---------- PROVIDED ENTRIES

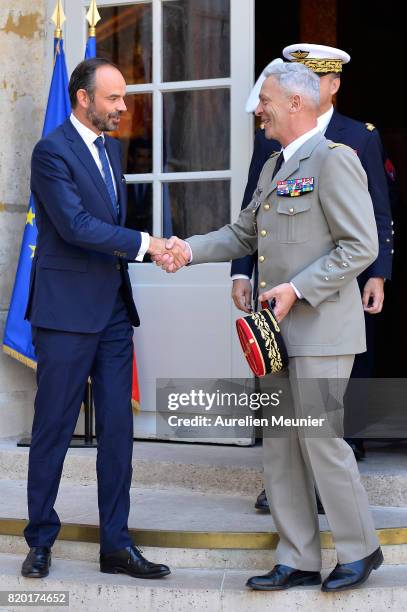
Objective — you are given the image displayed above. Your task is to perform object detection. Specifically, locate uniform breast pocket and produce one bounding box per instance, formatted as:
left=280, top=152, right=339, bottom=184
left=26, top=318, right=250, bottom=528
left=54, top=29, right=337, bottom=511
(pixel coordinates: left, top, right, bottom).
left=276, top=193, right=312, bottom=243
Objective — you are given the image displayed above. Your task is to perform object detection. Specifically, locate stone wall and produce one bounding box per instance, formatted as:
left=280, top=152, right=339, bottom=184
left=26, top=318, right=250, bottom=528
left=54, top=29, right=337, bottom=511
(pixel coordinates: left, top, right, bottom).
left=0, top=0, right=47, bottom=437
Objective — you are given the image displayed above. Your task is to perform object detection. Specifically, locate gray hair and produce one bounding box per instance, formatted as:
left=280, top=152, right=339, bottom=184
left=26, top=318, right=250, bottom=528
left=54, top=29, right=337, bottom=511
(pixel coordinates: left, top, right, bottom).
left=264, top=62, right=319, bottom=107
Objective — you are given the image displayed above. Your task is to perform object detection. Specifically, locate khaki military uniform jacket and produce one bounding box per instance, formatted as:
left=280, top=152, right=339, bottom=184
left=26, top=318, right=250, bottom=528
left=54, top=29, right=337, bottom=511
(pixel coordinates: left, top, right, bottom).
left=187, top=134, right=378, bottom=356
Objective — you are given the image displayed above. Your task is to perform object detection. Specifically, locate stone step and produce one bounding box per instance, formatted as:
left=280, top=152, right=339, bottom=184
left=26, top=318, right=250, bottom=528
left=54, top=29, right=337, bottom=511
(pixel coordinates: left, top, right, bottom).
left=0, top=554, right=407, bottom=612
left=0, top=536, right=407, bottom=582
left=0, top=439, right=407, bottom=507
left=0, top=480, right=407, bottom=568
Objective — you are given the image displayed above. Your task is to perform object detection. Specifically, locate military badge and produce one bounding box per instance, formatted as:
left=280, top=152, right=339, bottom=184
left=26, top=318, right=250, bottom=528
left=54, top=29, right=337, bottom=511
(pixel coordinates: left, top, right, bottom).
left=277, top=176, right=314, bottom=197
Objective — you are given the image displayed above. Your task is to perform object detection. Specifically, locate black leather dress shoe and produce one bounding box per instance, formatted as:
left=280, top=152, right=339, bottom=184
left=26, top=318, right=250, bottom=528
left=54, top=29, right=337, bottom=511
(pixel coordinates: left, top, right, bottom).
left=21, top=546, right=51, bottom=578
left=254, top=489, right=325, bottom=514
left=100, top=546, right=171, bottom=578
left=321, top=547, right=383, bottom=593
left=246, top=565, right=321, bottom=591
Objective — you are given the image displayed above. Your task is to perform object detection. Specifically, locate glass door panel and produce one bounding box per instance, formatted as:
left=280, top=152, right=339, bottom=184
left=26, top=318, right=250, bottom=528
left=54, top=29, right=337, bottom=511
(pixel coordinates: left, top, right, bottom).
left=163, top=89, right=230, bottom=172
left=96, top=2, right=153, bottom=84
left=162, top=0, right=230, bottom=81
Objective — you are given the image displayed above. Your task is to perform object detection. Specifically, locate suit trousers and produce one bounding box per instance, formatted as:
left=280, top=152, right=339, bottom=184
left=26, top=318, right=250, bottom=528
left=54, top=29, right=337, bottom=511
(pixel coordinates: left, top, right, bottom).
left=24, top=291, right=133, bottom=552
left=263, top=355, right=379, bottom=571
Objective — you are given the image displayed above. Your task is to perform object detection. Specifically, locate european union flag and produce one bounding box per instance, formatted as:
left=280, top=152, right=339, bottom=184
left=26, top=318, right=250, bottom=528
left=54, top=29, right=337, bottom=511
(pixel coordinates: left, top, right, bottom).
left=3, top=38, right=71, bottom=368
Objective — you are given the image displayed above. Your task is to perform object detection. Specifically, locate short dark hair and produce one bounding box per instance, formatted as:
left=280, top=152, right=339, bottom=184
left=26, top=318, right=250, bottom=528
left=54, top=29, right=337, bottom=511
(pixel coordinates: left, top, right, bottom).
left=68, top=57, right=120, bottom=108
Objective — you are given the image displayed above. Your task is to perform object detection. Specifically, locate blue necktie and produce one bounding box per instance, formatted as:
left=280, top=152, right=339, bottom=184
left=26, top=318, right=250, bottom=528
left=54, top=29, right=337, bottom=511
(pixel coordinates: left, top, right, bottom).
left=94, top=136, right=119, bottom=219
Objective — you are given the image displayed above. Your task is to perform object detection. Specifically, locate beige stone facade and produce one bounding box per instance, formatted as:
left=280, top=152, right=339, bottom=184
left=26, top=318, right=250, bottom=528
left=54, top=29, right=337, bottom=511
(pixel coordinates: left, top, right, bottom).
left=0, top=0, right=47, bottom=437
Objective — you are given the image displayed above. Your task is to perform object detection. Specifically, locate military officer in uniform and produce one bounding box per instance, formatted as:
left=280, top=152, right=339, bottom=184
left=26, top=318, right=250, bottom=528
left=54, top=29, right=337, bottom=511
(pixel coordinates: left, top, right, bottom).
left=156, top=63, right=383, bottom=592
left=231, top=43, right=393, bottom=512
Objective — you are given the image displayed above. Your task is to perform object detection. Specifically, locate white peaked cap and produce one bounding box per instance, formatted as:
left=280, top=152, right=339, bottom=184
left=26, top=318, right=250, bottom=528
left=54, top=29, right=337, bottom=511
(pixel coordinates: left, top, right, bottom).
left=245, top=57, right=283, bottom=113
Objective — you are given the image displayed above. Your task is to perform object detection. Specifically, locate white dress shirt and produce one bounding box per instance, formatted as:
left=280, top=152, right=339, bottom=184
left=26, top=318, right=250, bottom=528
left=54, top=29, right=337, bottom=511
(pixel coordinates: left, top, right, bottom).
left=232, top=113, right=334, bottom=299
left=70, top=113, right=150, bottom=261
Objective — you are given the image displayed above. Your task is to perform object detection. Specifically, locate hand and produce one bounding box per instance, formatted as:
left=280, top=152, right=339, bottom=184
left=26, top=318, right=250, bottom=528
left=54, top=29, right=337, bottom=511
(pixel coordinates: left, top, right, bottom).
left=232, top=278, right=252, bottom=313
left=362, top=277, right=384, bottom=314
left=148, top=236, right=190, bottom=272
left=259, top=283, right=298, bottom=322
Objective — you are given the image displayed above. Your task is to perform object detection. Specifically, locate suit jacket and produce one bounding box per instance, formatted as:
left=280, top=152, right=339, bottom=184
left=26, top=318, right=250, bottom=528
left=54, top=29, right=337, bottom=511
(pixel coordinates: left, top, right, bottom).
left=188, top=134, right=378, bottom=356
left=26, top=119, right=141, bottom=333
left=231, top=109, right=393, bottom=286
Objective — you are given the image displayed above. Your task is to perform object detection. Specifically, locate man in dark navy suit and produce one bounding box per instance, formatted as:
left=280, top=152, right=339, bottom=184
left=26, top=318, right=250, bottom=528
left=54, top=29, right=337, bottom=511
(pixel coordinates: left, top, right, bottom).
left=231, top=43, right=393, bottom=511
left=22, top=58, right=187, bottom=578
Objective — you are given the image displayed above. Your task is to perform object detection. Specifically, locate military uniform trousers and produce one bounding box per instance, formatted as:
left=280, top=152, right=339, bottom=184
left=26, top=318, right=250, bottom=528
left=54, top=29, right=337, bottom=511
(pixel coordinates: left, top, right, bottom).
left=263, top=355, right=379, bottom=571
left=24, top=291, right=133, bottom=552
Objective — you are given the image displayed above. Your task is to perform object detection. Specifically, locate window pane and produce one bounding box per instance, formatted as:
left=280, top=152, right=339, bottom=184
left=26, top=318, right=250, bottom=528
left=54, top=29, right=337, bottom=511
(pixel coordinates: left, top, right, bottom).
left=96, top=3, right=153, bottom=85
left=113, top=94, right=153, bottom=174
left=163, top=89, right=230, bottom=172
left=126, top=183, right=153, bottom=234
left=163, top=0, right=230, bottom=81
left=163, top=181, right=230, bottom=238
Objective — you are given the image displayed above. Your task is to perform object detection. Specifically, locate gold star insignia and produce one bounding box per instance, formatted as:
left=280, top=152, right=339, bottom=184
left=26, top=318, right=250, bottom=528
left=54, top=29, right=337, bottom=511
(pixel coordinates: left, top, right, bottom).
left=26, top=206, right=35, bottom=225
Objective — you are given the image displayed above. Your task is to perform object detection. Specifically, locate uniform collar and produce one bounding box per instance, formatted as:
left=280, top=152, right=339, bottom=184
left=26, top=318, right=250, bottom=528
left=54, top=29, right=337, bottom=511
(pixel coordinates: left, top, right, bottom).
left=317, top=106, right=334, bottom=134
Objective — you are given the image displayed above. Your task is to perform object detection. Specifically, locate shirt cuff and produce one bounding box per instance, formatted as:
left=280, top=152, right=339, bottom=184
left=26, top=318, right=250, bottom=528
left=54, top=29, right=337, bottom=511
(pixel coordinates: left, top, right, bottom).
left=136, top=232, right=150, bottom=261
left=290, top=283, right=302, bottom=300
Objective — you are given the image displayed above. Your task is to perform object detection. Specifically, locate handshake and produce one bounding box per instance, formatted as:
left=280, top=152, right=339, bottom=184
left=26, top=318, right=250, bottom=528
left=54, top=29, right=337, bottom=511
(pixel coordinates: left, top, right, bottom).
left=147, top=236, right=192, bottom=272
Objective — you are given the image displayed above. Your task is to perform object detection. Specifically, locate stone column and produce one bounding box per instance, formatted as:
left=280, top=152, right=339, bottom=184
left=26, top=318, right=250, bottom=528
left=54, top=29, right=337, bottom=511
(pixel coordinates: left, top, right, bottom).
left=0, top=0, right=49, bottom=438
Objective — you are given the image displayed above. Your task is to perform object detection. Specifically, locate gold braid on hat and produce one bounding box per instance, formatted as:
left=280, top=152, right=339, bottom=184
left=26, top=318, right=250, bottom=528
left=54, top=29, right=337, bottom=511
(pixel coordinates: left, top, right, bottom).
left=291, top=51, right=342, bottom=74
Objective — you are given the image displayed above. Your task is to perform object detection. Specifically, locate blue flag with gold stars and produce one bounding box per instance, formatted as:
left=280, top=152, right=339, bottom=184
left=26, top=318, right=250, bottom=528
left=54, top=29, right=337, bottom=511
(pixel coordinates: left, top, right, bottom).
left=3, top=38, right=71, bottom=368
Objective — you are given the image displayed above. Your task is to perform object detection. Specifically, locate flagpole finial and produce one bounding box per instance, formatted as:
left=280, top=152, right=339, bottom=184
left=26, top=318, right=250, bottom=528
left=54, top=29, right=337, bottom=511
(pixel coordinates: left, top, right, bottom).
left=51, top=0, right=66, bottom=38
left=86, top=0, right=101, bottom=36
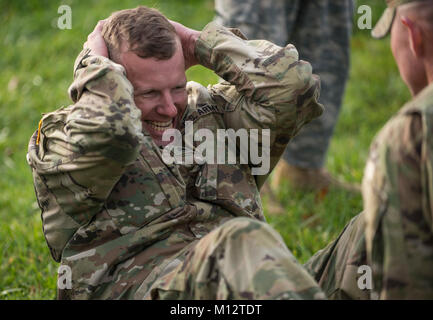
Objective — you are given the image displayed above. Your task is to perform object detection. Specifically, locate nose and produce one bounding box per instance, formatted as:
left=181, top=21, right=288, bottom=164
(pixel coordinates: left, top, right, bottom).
left=157, top=92, right=177, bottom=119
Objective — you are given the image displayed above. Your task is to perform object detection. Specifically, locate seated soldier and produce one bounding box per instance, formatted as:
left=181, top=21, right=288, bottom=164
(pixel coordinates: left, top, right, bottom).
left=28, top=7, right=324, bottom=299
left=306, top=0, right=433, bottom=299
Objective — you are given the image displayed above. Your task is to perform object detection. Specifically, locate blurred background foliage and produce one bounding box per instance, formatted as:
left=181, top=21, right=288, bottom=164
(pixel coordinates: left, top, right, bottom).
left=0, top=0, right=409, bottom=299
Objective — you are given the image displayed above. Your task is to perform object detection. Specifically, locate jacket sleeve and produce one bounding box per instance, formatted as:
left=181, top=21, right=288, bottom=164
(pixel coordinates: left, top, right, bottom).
left=196, top=22, right=323, bottom=182
left=27, top=50, right=145, bottom=260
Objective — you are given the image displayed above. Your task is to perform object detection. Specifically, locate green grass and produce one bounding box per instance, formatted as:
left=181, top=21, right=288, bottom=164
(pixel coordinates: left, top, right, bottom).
left=0, top=0, right=409, bottom=299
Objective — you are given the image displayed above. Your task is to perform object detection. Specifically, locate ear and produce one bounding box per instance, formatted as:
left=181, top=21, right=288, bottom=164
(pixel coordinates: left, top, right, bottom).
left=400, top=16, right=424, bottom=58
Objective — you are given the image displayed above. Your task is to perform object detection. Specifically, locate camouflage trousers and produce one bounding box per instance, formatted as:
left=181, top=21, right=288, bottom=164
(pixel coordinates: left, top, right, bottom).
left=215, top=0, right=353, bottom=168
left=135, top=212, right=433, bottom=300
left=134, top=218, right=325, bottom=300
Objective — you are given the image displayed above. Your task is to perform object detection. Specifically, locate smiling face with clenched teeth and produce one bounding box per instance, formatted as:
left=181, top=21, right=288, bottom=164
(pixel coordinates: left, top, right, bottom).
left=120, top=40, right=188, bottom=146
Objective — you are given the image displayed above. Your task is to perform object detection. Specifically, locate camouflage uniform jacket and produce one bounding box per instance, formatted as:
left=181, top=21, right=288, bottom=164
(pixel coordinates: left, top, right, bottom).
left=27, top=23, right=323, bottom=299
left=363, top=84, right=433, bottom=299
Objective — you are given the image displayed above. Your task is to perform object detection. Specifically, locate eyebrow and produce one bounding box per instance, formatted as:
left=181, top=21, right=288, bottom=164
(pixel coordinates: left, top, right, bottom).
left=134, top=81, right=188, bottom=95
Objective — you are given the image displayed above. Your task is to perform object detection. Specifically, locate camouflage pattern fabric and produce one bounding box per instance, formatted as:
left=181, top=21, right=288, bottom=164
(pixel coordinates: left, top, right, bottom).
left=306, top=84, right=433, bottom=299
left=27, top=23, right=323, bottom=299
left=215, top=0, right=353, bottom=168
left=134, top=218, right=325, bottom=300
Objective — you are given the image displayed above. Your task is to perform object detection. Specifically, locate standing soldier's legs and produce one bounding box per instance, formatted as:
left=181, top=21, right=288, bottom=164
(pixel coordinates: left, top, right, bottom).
left=138, top=218, right=325, bottom=299
left=273, top=0, right=358, bottom=189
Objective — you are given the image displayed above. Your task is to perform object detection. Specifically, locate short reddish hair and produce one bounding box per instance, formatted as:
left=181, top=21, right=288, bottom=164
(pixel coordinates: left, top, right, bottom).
left=102, top=6, right=176, bottom=62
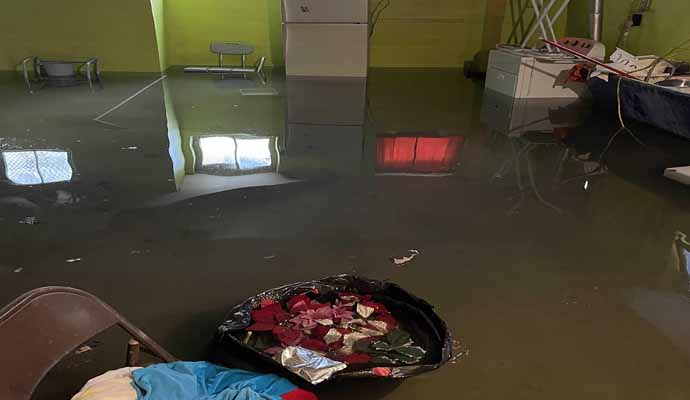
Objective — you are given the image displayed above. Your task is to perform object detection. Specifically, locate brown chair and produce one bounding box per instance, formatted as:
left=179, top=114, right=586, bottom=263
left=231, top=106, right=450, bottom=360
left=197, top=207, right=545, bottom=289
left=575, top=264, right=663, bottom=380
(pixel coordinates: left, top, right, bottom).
left=0, top=287, right=175, bottom=400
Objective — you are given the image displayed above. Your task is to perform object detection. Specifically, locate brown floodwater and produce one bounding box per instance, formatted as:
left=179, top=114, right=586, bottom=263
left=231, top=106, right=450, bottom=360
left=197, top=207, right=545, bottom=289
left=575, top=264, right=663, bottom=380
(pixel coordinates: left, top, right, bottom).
left=0, top=69, right=690, bottom=400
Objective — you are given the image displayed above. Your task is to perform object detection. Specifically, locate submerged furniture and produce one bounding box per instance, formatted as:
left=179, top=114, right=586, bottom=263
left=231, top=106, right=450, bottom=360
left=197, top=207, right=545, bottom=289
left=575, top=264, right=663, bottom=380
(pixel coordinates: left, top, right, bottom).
left=0, top=287, right=175, bottom=400
left=211, top=42, right=254, bottom=68
left=184, top=57, right=266, bottom=85
left=486, top=0, right=588, bottom=99
left=22, top=57, right=101, bottom=94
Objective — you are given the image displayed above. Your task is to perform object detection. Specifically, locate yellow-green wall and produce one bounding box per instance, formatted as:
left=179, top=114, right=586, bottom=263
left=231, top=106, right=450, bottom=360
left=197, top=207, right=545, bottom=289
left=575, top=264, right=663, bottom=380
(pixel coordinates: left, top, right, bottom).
left=165, top=0, right=486, bottom=67
left=151, top=0, right=169, bottom=72
left=568, top=0, right=690, bottom=59
left=370, top=0, right=486, bottom=67
left=0, top=0, right=160, bottom=72
left=165, top=0, right=280, bottom=65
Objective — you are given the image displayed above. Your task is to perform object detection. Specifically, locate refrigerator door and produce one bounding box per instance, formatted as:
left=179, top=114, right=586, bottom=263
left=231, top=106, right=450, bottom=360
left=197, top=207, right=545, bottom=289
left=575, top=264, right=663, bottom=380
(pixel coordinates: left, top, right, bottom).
left=284, top=24, right=369, bottom=77
left=282, top=0, right=369, bottom=24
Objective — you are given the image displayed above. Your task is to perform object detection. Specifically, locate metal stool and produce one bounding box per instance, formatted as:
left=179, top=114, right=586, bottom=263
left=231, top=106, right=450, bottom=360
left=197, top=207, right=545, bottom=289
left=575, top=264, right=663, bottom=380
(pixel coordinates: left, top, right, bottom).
left=211, top=42, right=254, bottom=79
left=22, top=57, right=101, bottom=94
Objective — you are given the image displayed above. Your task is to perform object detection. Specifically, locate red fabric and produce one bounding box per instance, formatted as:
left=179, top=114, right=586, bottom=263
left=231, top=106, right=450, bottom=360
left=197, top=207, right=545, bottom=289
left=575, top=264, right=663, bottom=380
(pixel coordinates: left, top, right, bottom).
left=287, top=293, right=311, bottom=308
left=273, top=326, right=303, bottom=346
left=376, top=136, right=465, bottom=173
left=280, top=389, right=319, bottom=400
left=371, top=367, right=393, bottom=377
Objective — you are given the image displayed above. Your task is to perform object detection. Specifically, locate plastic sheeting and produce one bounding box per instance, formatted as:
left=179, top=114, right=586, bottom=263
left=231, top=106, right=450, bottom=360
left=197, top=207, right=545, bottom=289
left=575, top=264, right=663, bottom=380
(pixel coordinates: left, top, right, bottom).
left=215, top=275, right=453, bottom=382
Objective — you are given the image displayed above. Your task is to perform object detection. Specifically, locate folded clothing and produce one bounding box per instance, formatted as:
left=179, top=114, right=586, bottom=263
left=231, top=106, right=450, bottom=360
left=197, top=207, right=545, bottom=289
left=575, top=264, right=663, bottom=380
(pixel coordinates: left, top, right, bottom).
left=72, top=362, right=317, bottom=400
left=72, top=368, right=139, bottom=400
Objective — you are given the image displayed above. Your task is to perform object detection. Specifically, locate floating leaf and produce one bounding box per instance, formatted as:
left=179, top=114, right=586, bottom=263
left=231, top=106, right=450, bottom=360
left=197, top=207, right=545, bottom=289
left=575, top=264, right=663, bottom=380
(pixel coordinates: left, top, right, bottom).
left=371, top=356, right=393, bottom=365
left=388, top=352, right=419, bottom=364
left=352, top=340, right=372, bottom=353
left=370, top=342, right=391, bottom=351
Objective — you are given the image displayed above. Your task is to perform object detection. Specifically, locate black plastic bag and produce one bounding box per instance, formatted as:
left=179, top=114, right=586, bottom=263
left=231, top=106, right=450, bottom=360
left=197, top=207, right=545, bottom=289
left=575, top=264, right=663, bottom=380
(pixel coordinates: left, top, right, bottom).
left=215, top=275, right=453, bottom=380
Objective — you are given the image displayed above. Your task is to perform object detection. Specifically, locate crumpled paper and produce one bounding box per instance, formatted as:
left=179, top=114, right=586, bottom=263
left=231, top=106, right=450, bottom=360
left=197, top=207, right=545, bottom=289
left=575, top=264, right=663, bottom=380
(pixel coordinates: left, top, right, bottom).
left=280, top=346, right=347, bottom=385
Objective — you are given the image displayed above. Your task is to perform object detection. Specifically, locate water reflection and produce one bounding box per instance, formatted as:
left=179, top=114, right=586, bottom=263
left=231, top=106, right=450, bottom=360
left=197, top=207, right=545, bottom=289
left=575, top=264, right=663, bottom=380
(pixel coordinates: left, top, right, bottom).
left=192, top=135, right=279, bottom=176
left=0, top=150, right=73, bottom=185
left=376, top=135, right=465, bottom=176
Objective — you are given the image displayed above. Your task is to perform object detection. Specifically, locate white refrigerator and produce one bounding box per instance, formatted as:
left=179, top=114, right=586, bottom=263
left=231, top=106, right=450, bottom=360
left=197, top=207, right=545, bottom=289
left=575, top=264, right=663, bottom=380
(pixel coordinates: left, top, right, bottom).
left=282, top=0, right=369, bottom=77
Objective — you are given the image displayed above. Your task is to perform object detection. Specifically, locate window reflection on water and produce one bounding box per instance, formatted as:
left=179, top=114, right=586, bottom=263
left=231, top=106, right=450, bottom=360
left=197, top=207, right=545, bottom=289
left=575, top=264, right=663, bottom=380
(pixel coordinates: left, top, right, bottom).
left=2, top=150, right=74, bottom=185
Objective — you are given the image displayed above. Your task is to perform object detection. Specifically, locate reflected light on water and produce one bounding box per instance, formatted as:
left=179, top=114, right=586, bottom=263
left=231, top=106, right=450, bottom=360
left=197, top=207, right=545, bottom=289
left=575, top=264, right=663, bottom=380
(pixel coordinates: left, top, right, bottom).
left=2, top=150, right=73, bottom=185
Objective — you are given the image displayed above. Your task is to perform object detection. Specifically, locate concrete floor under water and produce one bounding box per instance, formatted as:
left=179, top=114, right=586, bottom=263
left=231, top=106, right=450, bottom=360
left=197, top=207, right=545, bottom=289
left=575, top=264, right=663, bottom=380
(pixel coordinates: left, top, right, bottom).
left=0, top=70, right=690, bottom=400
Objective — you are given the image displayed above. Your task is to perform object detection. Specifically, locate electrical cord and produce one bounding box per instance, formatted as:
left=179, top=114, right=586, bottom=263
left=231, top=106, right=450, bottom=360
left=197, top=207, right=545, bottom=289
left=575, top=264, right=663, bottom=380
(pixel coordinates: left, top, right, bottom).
left=599, top=34, right=690, bottom=162
left=369, top=0, right=391, bottom=38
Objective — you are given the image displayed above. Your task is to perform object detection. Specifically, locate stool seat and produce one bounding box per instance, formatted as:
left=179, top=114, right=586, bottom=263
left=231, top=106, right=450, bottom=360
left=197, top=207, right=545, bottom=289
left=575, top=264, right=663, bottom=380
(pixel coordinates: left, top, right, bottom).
left=211, top=42, right=254, bottom=56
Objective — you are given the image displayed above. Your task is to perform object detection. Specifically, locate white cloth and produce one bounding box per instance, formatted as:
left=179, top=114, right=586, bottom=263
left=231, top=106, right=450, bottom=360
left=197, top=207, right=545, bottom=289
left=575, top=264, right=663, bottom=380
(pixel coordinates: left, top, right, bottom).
left=72, top=368, right=137, bottom=400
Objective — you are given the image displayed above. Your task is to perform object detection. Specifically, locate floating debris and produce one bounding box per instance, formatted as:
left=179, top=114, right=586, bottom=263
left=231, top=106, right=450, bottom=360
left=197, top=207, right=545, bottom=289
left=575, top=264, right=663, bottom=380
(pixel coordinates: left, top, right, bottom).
left=390, top=250, right=421, bottom=266
left=19, top=217, right=40, bottom=225
left=74, top=345, right=93, bottom=355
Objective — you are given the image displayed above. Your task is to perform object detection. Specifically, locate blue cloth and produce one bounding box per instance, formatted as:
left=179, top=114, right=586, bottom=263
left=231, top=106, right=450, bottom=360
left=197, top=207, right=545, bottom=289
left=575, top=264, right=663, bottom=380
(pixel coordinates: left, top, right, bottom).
left=132, top=362, right=297, bottom=400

--------------------

▸ **INSTRUCTION**
Copy out the lines of the items exactly, from the line containing "locate brown floodwater" through the line containing "left=165, top=0, right=280, bottom=65", with both of those lines included.

▸ **SOLUTION FOR THIS PROBLEM**
Objective — you are given the image displayed above. Your task is to perform object detection. Specifically, locate brown floodwater and produce one bounding box per instance, formatted as:
left=179, top=114, right=586, bottom=263
left=231, top=106, right=450, bottom=360
left=197, top=207, right=545, bottom=289
left=575, top=264, right=663, bottom=380
(pixel coordinates: left, top, right, bottom).
left=0, top=69, right=690, bottom=400
Objective — you are given the image displayed above. Your task is to perform object detection. Specifically, locate submerged furniture and produce one bounding box per instance, formatted as:
left=179, top=114, right=586, bottom=263
left=231, top=106, right=450, bottom=360
left=197, top=207, right=545, bottom=289
left=575, top=264, right=663, bottom=380
(pixel coordinates: left, top, right, bottom).
left=0, top=287, right=175, bottom=400
left=211, top=42, right=254, bottom=68
left=184, top=57, right=266, bottom=85
left=486, top=0, right=588, bottom=99
left=22, top=57, right=101, bottom=94
Objective — you are given the image displayed above. Your task is to perform object detection. Specifically, locate yellow-green wall and produce one bounding box per instance, formatted as:
left=179, top=114, right=586, bottom=263
left=231, top=106, right=450, bottom=360
left=197, top=207, right=545, bottom=289
left=575, top=264, right=663, bottom=380
(pixel coordinates: left, top, right, bottom).
left=165, top=0, right=486, bottom=67
left=151, top=0, right=169, bottom=72
left=568, top=0, right=690, bottom=59
left=370, top=0, right=486, bottom=67
left=0, top=0, right=160, bottom=72
left=165, top=0, right=280, bottom=65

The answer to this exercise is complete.